Work instructions:
Collect every line from the listing below that contains the string "wall", and copy each one out. Case matters when matching.

:: Data in this exercise ::

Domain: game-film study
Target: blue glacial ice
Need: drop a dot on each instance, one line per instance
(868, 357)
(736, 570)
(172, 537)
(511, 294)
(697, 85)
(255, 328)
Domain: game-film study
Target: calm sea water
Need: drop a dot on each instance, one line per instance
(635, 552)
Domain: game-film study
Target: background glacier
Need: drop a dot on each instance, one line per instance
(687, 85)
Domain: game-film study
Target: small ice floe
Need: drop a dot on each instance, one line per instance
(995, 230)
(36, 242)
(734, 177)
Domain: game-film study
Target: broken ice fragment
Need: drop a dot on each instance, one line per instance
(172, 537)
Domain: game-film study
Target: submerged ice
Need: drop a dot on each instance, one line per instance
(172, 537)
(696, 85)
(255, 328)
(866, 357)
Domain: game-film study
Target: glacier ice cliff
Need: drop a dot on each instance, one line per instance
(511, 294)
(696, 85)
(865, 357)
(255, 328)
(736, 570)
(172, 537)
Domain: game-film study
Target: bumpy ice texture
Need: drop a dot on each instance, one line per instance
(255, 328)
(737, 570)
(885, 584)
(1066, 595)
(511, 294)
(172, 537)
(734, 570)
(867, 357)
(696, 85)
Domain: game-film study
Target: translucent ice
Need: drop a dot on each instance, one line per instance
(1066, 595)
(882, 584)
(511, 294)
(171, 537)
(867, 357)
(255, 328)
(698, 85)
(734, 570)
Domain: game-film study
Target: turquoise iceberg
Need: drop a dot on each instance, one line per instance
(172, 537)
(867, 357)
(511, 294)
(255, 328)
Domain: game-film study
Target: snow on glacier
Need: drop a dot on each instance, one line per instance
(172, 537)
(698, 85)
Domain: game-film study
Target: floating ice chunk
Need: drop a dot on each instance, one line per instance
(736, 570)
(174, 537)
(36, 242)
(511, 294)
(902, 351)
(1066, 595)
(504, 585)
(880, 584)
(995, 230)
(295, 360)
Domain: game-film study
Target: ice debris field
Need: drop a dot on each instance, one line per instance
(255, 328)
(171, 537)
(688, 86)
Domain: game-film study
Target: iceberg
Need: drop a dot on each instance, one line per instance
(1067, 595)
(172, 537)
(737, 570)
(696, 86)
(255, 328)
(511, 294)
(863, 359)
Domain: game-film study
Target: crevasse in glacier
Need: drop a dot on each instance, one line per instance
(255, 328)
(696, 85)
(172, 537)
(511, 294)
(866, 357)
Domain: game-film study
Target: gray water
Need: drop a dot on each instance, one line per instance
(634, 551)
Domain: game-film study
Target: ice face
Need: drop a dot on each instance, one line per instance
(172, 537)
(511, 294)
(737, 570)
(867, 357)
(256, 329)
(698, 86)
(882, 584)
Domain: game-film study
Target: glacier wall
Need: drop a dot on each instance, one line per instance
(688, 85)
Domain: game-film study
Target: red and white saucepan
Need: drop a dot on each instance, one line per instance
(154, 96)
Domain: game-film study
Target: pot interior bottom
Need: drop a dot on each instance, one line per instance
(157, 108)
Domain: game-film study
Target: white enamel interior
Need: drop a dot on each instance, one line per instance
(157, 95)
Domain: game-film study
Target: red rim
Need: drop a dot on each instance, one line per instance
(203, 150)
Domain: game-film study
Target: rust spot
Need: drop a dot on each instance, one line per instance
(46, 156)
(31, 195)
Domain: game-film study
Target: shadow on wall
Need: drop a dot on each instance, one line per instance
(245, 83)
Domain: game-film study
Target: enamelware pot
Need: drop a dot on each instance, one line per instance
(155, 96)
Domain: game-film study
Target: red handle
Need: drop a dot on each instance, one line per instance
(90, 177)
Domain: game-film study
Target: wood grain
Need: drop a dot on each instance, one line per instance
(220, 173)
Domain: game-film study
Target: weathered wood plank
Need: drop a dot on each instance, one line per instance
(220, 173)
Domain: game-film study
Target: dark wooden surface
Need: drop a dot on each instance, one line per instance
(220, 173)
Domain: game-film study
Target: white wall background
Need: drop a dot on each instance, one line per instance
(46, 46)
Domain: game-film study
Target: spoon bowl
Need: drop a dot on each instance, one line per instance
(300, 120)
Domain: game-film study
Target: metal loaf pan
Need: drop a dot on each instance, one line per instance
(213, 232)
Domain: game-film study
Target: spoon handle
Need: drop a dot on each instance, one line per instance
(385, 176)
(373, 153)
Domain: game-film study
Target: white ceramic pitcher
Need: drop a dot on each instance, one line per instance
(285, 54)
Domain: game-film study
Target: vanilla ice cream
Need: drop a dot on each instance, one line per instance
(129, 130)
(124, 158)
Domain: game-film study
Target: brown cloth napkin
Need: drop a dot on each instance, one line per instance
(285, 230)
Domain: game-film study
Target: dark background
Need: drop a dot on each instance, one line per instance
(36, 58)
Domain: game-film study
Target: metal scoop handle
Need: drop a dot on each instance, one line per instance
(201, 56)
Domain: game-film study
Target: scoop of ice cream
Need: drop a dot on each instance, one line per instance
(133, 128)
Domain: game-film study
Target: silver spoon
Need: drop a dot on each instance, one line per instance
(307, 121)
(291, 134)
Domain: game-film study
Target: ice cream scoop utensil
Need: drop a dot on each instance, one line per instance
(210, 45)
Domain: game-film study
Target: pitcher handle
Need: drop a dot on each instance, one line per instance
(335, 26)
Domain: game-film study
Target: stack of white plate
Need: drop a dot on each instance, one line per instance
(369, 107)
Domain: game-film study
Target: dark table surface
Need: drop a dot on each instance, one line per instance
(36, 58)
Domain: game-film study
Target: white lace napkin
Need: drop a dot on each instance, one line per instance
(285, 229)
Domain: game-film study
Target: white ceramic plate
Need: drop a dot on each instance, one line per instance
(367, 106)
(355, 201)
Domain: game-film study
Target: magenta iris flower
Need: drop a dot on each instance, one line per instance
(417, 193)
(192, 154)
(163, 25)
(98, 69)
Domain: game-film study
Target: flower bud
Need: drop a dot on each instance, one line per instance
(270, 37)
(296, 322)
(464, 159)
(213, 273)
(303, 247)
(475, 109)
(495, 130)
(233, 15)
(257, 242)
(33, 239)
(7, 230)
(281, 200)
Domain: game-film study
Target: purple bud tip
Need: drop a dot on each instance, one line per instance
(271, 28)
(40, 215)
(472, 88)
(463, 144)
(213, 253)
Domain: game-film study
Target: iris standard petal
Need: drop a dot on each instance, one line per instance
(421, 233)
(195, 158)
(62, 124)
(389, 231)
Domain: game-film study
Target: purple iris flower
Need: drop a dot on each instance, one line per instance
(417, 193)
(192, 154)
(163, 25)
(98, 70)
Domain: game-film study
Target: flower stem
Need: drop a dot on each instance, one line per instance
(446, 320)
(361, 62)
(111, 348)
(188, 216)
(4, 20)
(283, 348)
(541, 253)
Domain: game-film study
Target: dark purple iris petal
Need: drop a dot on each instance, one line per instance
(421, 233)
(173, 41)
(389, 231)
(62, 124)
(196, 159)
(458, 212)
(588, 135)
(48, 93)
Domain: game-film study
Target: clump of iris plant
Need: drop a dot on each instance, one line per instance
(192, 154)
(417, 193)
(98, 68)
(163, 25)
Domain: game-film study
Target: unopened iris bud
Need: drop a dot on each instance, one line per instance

:::

Result of the task:
Target: glacier wall
Target: shadow on wall
Target: white wall background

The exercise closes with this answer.